For years, identification of the remains was elusive because there were so few clues. Few immigrants from impoverished rural communities could be traced with dental records. ID cards, found in pockets and backpacks, were unreliable because many were forgeries, bought by Central Americans to elude the authorities in Mexico, which the migrants had to cross illegally before reaching the United States.

Assembling the remains, like linking a mandible that arrived in the office early this spring to a set of remains that was missing one, is like solving a grisly puzzle. It requires manually searching the color-coded paper case files lining the walls in Dr. Anderson’s office: one shelf for cases from the late 1990s, when there were few, and the rest for the more than 2,100 deaths since 2001.

“The cause and manner of death is easy: it’s either there or it’s undetermined,” said Dr. Gregory L. Hess, chief medical examiner in Pima County. “It’s what goes on in trying to identify the person that can take a long time.”

Early this month, the office unveiled a computerized mapping database bearing the records of 1,826 migrants who died in the desert, listing GPS coordinates for where they were found and, if known, their sex, age and cause of death. It gives the public the first comprehensive glimpse of the complexity of the problem. Combined, the hundreds of red dots that represent people who died of exposure to the intense desert heat and cold, by far the most common among the causes of death, look like an unshapely bruise.

▶ Using the information
1. According to the passage on identifying migrants who died in the desert, why were ID cards found on the remains unreliable? Answer in one to three sentences.
2. Answer these questions from the passage on identifying migrants who died in the desert:
(a) How many migrants' records are in the computerized mapping database the office unveiled?
(b) Who is the chief medical examiner in Pima County?
(c) Which cause of death is by far the most common?
3. Continue the passage on identifying migrants who died in the desert, picking up after its last sentence.

▶ Source data

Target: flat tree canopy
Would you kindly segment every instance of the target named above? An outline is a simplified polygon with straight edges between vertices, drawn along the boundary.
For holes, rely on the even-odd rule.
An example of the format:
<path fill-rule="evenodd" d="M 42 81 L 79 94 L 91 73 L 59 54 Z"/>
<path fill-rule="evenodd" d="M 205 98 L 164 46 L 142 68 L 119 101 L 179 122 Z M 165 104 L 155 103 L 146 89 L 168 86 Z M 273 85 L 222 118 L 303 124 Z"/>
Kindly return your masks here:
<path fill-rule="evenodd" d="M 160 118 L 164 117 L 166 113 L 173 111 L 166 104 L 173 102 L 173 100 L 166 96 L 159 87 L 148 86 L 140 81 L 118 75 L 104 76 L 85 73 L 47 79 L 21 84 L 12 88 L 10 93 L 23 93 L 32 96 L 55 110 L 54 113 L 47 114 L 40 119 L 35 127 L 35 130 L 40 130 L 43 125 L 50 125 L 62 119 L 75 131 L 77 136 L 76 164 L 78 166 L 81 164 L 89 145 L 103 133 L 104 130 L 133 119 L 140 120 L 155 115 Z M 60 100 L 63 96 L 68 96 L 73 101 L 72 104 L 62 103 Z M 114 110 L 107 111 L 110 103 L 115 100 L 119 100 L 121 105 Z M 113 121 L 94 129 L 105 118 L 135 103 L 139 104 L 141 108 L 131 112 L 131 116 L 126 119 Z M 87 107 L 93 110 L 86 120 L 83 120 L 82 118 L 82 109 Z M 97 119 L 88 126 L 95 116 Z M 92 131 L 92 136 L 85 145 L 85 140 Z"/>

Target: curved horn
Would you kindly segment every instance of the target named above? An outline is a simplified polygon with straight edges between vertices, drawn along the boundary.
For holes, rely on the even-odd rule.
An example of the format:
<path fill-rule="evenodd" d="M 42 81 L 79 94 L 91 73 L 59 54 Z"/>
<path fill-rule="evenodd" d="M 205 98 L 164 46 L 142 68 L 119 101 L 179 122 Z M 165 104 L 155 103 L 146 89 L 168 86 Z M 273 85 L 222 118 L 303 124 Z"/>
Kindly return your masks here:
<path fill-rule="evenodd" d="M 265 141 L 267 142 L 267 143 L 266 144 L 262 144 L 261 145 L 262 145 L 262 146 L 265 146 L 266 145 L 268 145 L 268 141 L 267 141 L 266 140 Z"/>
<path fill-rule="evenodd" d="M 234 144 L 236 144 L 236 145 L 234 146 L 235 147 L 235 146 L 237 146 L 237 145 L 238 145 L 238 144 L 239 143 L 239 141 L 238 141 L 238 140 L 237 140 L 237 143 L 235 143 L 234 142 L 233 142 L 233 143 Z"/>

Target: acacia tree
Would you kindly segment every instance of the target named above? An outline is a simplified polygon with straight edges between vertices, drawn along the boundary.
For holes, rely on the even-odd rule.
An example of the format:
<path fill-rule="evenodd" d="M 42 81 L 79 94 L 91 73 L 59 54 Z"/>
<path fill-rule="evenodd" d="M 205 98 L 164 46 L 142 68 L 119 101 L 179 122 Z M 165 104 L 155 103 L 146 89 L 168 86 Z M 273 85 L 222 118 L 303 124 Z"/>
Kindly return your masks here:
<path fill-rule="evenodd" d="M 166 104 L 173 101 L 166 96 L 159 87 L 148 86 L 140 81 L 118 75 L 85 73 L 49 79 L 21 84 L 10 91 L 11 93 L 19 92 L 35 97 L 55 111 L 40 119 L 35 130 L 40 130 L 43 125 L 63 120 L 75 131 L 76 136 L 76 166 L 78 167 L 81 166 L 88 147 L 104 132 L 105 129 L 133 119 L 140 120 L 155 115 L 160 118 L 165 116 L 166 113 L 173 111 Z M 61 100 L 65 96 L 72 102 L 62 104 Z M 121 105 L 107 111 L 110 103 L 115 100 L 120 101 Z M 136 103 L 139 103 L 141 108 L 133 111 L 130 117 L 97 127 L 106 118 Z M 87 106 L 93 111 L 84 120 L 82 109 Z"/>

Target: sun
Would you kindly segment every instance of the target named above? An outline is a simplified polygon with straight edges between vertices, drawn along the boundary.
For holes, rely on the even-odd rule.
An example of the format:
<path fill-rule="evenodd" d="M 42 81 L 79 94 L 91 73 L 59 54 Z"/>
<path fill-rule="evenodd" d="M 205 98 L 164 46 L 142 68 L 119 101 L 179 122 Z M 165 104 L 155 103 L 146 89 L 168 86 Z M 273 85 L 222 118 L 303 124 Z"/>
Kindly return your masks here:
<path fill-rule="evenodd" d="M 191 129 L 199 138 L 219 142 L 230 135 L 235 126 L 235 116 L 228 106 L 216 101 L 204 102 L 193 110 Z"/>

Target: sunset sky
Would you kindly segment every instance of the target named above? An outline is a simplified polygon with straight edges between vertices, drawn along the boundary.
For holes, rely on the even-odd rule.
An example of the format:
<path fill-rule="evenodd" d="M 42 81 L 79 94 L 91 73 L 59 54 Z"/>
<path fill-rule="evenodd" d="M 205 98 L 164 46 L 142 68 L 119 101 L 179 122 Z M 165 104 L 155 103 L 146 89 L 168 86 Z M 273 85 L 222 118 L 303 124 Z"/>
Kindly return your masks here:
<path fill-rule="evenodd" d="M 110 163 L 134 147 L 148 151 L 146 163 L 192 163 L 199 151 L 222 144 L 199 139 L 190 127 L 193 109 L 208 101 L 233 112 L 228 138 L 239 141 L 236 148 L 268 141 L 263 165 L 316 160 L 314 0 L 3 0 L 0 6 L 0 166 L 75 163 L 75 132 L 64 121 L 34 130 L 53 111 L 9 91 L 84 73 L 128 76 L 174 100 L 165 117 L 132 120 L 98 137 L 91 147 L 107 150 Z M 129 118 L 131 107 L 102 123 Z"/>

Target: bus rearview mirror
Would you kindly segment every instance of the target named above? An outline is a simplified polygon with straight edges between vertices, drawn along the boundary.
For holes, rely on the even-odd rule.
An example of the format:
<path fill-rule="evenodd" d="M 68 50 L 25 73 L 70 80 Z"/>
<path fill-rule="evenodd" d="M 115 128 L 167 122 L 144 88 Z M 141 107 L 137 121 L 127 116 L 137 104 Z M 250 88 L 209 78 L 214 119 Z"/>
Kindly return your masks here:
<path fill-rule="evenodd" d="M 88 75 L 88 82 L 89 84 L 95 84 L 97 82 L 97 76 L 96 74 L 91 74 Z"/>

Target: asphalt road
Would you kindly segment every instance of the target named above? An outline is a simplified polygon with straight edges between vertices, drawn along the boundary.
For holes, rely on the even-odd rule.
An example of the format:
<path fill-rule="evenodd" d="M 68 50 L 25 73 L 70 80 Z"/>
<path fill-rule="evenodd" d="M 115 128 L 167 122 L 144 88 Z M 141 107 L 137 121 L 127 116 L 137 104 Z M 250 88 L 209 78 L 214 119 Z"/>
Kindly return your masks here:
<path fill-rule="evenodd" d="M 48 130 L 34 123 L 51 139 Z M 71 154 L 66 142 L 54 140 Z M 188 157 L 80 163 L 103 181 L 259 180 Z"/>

▶ Answers for this exercise
1. Many of the ID cards were forgeries. Central Americans bought them to evade the authorities in Mexico, which they had to cross illegally before reaching the United States.

2.
(a) 1,826
(b) Dr. Gregory L. Hess
(c) Exposure to the intense desert heat and cold

3.
The project began five years ago, through a partnership with Humane Borders, a nonprofit group that had already been plotting the deaths. An anonymous donor provided $175,000 to develop the database.

The lone mandible had been plucked from deep inside the desert near Three Points, west of Tucson. Angela Soler, a forensic anthropologist at the office, searched the database for bodies found in the same area. There were 52 in a six-mile radius.

Dr. Soler started by focusing on those that were closest. One was the complete body of a man found and identified in 2008. Another was found in 2012, an unidentified Hispanic man between 20 and 35, the most common demographic among dead migrants. She pulled the file and found that the body was missing a mandible. (DNA tests are under way to determine whether they are a match.)

“It took hours to do what might have taken months,” she said.

In March, the Pima County Medical Examiner’s Office asked the family of Mr. Cota, the migrant who disappeared in 2011, for his dental records to see if he was among the unidentified dead stored there. There were seven possible matches among the bodies found in Cochise County, for which the office handles autopsies and where Mr. Cota is believed to have entered the country, based on what he told his relatives on his last phone call.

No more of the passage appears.